What is needed: Render these lines as a Markdown table with two columns, Row and Line, numbering each line in order and leaving out any blank lines.

Input records:
***

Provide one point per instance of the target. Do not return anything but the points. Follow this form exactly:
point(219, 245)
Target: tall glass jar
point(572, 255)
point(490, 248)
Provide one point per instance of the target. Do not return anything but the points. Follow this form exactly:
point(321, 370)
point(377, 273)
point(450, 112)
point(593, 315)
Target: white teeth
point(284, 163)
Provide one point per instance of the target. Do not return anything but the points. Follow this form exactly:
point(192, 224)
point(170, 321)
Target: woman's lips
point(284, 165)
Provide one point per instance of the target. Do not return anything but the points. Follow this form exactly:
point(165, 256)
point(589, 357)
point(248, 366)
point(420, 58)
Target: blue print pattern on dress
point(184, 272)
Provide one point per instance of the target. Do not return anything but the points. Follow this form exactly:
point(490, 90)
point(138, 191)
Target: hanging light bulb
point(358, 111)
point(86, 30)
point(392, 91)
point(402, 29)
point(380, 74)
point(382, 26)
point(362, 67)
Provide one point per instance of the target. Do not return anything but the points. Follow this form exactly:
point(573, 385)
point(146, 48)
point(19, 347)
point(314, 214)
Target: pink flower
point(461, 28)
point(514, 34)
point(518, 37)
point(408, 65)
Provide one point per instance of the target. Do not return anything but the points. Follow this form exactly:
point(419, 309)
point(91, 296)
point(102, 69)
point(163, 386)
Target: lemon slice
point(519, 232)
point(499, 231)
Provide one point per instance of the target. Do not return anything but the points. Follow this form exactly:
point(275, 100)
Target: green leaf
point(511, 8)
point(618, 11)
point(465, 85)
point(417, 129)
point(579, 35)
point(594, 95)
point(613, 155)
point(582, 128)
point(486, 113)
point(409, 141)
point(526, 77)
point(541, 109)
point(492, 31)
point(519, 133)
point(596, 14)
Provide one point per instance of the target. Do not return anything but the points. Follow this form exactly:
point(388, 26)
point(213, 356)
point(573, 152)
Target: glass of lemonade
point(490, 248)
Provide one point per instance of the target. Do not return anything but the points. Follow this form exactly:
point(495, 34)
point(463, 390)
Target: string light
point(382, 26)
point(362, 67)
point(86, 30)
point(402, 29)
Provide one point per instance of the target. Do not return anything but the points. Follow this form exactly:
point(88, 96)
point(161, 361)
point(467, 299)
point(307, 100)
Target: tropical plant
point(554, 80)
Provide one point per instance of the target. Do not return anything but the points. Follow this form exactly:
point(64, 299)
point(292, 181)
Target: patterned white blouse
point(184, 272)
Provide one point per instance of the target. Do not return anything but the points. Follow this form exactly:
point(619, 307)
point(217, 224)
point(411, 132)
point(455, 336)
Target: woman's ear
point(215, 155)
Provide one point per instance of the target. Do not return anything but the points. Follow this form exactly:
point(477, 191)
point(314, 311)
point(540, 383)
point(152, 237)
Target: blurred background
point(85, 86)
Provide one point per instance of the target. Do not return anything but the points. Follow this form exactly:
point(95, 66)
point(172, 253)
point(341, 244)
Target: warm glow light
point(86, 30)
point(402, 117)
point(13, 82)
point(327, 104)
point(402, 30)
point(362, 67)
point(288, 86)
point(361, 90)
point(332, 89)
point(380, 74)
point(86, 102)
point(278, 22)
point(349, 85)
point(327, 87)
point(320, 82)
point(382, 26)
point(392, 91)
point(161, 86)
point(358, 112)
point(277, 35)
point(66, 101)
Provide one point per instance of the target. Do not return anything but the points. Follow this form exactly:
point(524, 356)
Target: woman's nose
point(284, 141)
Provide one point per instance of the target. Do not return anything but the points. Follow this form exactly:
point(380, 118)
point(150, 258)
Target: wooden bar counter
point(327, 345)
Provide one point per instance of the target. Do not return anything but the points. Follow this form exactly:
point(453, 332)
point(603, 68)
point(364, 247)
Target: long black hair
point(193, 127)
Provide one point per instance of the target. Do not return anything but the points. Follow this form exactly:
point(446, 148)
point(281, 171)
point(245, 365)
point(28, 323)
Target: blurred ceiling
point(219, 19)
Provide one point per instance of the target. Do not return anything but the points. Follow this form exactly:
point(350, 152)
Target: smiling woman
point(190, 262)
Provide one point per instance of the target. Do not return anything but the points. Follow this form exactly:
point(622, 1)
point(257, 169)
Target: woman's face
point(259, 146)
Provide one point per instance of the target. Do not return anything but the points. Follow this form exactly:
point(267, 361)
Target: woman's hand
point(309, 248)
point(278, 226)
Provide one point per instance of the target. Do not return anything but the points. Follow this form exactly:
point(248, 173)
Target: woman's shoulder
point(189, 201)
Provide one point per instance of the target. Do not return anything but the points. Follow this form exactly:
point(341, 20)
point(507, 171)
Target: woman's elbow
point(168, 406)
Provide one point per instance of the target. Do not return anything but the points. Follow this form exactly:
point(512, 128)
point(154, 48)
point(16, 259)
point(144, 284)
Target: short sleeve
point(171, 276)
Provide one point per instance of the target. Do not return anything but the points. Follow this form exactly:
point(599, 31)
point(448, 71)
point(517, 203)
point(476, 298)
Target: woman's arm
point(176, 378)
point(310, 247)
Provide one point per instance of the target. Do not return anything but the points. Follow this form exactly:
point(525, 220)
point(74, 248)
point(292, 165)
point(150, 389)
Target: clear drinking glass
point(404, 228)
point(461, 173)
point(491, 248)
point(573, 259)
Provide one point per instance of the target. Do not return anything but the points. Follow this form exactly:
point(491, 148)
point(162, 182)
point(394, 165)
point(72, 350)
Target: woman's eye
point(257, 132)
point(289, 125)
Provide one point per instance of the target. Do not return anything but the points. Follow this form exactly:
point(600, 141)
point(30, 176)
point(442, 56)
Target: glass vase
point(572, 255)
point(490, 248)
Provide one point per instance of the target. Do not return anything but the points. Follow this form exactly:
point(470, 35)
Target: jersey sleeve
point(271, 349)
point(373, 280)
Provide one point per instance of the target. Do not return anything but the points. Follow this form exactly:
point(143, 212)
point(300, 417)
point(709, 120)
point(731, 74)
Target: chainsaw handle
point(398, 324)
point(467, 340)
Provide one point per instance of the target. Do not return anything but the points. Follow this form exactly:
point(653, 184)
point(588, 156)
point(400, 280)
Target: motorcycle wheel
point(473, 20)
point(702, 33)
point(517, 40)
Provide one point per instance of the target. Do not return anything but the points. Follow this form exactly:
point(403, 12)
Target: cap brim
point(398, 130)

***

Answer in full:
| Row | Line |
|---|---|
| 1 | Provide one point per instance of the target. Do not return anything but the points. Follow this form exactly: |
| 2 | point(219, 245) |
| 3 | Target: tall glass jar |
| 4 | point(572, 255) |
| 5 | point(490, 248) |
| 6 | Provide one point per instance of the target. Do not return anything but the points. Follow this form exactly: |
| 7 | point(321, 370) |
| 8 | point(377, 273) |
| 9 | point(450, 112) |
| 10 | point(593, 315) |
| 11 | Target: white teeth |
| 12 | point(284, 163) |
| 13 | Provide one point per instance of the target. Do not return anything but the points. Follow this form exactly: |
| 14 | point(192, 224) |
| 15 | point(170, 321) |
| 16 | Target: woman's lips |
| 17 | point(284, 165) |
| 18 | Provide one point per instance of the target. Do not return anything but the points. Follow this form exactly: |
| 19 | point(165, 256) |
| 20 | point(589, 357) |
| 21 | point(248, 366) |
| 22 | point(420, 58) |
| 23 | Target: blue print pattern on dress |
| 24 | point(184, 272) |
| 25 | Provide one point per instance of the target. Do not return anything but the points. Follow this form exactly: |
| 26 | point(490, 90) |
| 27 | point(138, 191) |
| 28 | Target: hanging light bulb |
| 29 | point(358, 111) |
| 30 | point(86, 30) |
| 31 | point(392, 91) |
| 32 | point(402, 29) |
| 33 | point(380, 74) |
| 34 | point(382, 26) |
| 35 | point(362, 67) |
| 36 | Provide one point per instance of the target. Do not return anything but the points. Follow this form exactly: |
| 37 | point(573, 385) |
| 38 | point(146, 48) |
| 39 | point(19, 347) |
| 40 | point(314, 214) |
| 41 | Target: pink flower |
| 42 | point(461, 28) |
| 43 | point(514, 34) |
| 44 | point(518, 37) |
| 45 | point(408, 65) |
| 46 | Provide one point per instance of the target. Do not return anything but the points. Follow this form exactly: |
| 47 | point(419, 309) |
| 48 | point(91, 296) |
| 49 | point(102, 69) |
| 50 | point(163, 386) |
| 51 | Target: lemon slice |
| 52 | point(519, 232) |
| 53 | point(499, 231) |
| 54 | Provide one point per instance of the target. Do not return anything but the points. Follow this form exactly: |
| 55 | point(275, 100) |
| 56 | Target: green leaf |
| 57 | point(511, 8) |
| 58 | point(618, 11) |
| 59 | point(465, 85) |
| 60 | point(417, 129) |
| 61 | point(579, 35) |
| 62 | point(594, 95) |
| 63 | point(613, 155) |
| 64 | point(582, 128) |
| 65 | point(486, 113) |
| 66 | point(409, 141) |
| 67 | point(526, 77) |
| 68 | point(541, 109) |
| 69 | point(492, 31) |
| 70 | point(519, 133) |
| 71 | point(596, 14) |
| 72 | Provide one point per instance of the target. Do not return anything but the points. Follow this form exactly: |
| 73 | point(388, 26) |
| 74 | point(213, 356) |
| 75 | point(573, 152) |
| 76 | Target: glass of lemonade |
| 77 | point(490, 248) |
| 78 | Provide one point per instance of the target. Do not return anything but the points. Follow this form exactly: |
| 79 | point(495, 34) |
| 80 | point(463, 390) |
| 81 | Target: string light |
| 82 | point(382, 26) |
| 83 | point(362, 67) |
| 84 | point(86, 30) |
| 85 | point(402, 29) |
| 86 | Provide one point per instance of the target. Do not return anything but the points. Follow this form exactly: |
| 87 | point(88, 96) |
| 88 | point(161, 361) |
| 89 | point(467, 299) |
| 90 | point(307, 100) |
| 91 | Target: tropical plant |
| 92 | point(554, 80) |
| 93 | Provide one point per instance of the target. Do not return anything but the points. Follow this form exactly: |
| 94 | point(64, 299) |
| 95 | point(292, 181) |
| 96 | Target: patterned white blouse |
| 97 | point(184, 272) |
| 98 | Provide one point per instance of the target. Do not return anything but the points. Follow this form exactly: |
| 99 | point(619, 307) |
| 100 | point(217, 224) |
| 101 | point(411, 132) |
| 102 | point(455, 336) |
| 103 | Target: woman's ear |
| 104 | point(215, 155) |
| 105 | Provide one point per instance of the target. Do not return anything but the points. Follow this form exactly: |
| 106 | point(477, 191) |
| 107 | point(314, 311) |
| 108 | point(540, 383) |
| 109 | point(152, 237) |
| 110 | Target: blurred background |
| 111 | point(85, 86) |
| 112 | Provide one point per instance of the target. Do not return anything but the points. Follow this form exactly: |
| 113 | point(95, 66) |
| 114 | point(172, 253) |
| 115 | point(341, 244) |
| 116 | Target: warm glow light |
| 117 | point(86, 30) |
| 118 | point(402, 117) |
| 119 | point(13, 82) |
| 120 | point(327, 104) |
| 121 | point(402, 30) |
| 122 | point(362, 67) |
| 123 | point(288, 86) |
| 124 | point(361, 90) |
| 125 | point(332, 89) |
| 126 | point(380, 74) |
| 127 | point(86, 102) |
| 128 | point(278, 22) |
| 129 | point(349, 85) |
| 130 | point(327, 87) |
| 131 | point(320, 82) |
| 132 | point(382, 26) |
| 133 | point(392, 91) |
| 134 | point(161, 86) |
| 135 | point(358, 112) |
| 136 | point(277, 35) |
| 137 | point(66, 101) |
| 138 | Provide one point per instance of the target. Do not return anything but the points. Follow this form exactly: |
| 139 | point(524, 356) |
| 140 | Target: woman's nose |
| 141 | point(284, 141) |
| 142 | Provide one point per instance of the target. Do not return anything but the points. Follow this form exactly: |
| 143 | point(380, 118) |
| 144 | point(150, 258) |
| 145 | Target: wooden bar counter |
| 146 | point(327, 345) |
| 147 | Provide one point per instance of the target. Do not return anything but the points. Follow this form exactly: |
| 148 | point(453, 332) |
| 149 | point(603, 68) |
| 150 | point(364, 247) |
| 151 | Target: long black hair |
| 152 | point(193, 127) |
| 153 | Provide one point per instance of the target. Do not return anything but the points. Follow this form exactly: |
| 154 | point(446, 148) |
| 155 | point(281, 171) |
| 156 | point(245, 365) |
| 157 | point(28, 323) |
| 158 | Target: blurred ceiling |
| 159 | point(219, 19) |
| 160 | Provide one point per instance of the target. Do not return anything but the points. Follow this form exactly: |
| 161 | point(350, 152) |
| 162 | Target: smiling woman |
| 163 | point(190, 262) |
| 164 | Provide one point per instance of the target. Do not return anything but the points. Follow this form exactly: |
| 165 | point(622, 1) |
| 166 | point(257, 169) |
| 167 | Target: woman's face |
| 168 | point(259, 146) |
| 169 | Provide one point per instance of the target. Do not return anything but the points. Follow this form exactly: |
| 170 | point(267, 361) |
| 171 | Target: woman's hand |
| 172 | point(309, 248) |
| 173 | point(278, 226) |
| 174 | Provide one point per instance of the target. Do not return anything but the points. Follow this form exactly: |
| 175 | point(248, 173) |
| 176 | Target: woman's shoulder |
| 177 | point(189, 201) |
| 178 | Provide one point per instance of the target. Do not return anything but the points. Follow this form exactly: |
| 179 | point(341, 20) |
| 180 | point(507, 171) |
| 181 | Target: woman's elbow |
| 182 | point(168, 406) |
| 183 | Provide one point per instance of the target. Do not return anything but the points. Follow this form exactly: |
| 184 | point(512, 128) |
| 185 | point(154, 48) |
| 186 | point(16, 259) |
| 187 | point(144, 284) |
| 188 | Target: short sleeve |
| 189 | point(171, 276) |
| 190 | Provide one point per instance of the target. Do not return anything but the points. Follow this form exactly: |
| 191 | point(599, 31) |
| 192 | point(448, 71) |
| 193 | point(517, 203) |
| 194 | point(476, 298) |
| 195 | Target: woman's arm |
| 196 | point(176, 378) |
| 197 | point(310, 247) |
| 198 | Provide one point per instance of the target. Do not return anything but the points. Follow this form exactly: |
| 199 | point(525, 220) |
| 200 | point(74, 248) |
| 201 | point(292, 165) |
| 202 | point(150, 389) |
| 203 | Target: clear drinking glass |
| 204 | point(404, 228) |
| 205 | point(461, 173) |
| 206 | point(491, 248) |
| 207 | point(573, 259) |
| 208 | Provide one point per instance of the target. Do not return anything but the points. Follow this form exactly: |
| 209 | point(491, 148) |
| 210 | point(162, 182) |
| 211 | point(394, 165) |
| 212 | point(72, 350) |
| 213 | Target: woman's eye |
| 214 | point(257, 132) |
| 215 | point(289, 125) |
| 216 | Provide one point per instance of the target. Do not return anything but the points. Follow this form exactly: |
| 217 | point(600, 141) |
| 218 | point(30, 176) |
| 219 | point(442, 56) |
| 220 | Target: glass vase |
| 221 | point(572, 255) |
| 222 | point(490, 248) |
| 223 | Provide one point per instance of the target. Do not return anything but the points. Follow this form exactly: |
| 224 | point(470, 35) |
| 225 | Target: jersey sleeve |
| 226 | point(271, 349) |
| 227 | point(373, 280) |
| 228 | Provide one point per instance of the target. Do not return anything but the points. Follow this form exactly: |
| 229 | point(143, 212) |
| 230 | point(300, 417) |
| 231 | point(709, 120) |
| 232 | point(731, 74) |
| 233 | Target: chainsaw handle |
| 234 | point(398, 324) |
| 235 | point(467, 340) |
| 236 | Provide one point per instance of the target. Do not return anything but the points. Follow this form exactly: |
| 237 | point(653, 184) |
| 238 | point(588, 156) |
| 239 | point(400, 280) |
| 240 | Target: motorcycle wheel |
| 241 | point(473, 20) |
| 242 | point(702, 33) |
| 243 | point(517, 40) |
| 244 | Provide one point per instance of the target. Do not return anything but the points. Follow this form exactly: |
| 245 | point(403, 12) |
| 246 | Target: cap brim |
| 247 | point(398, 130) |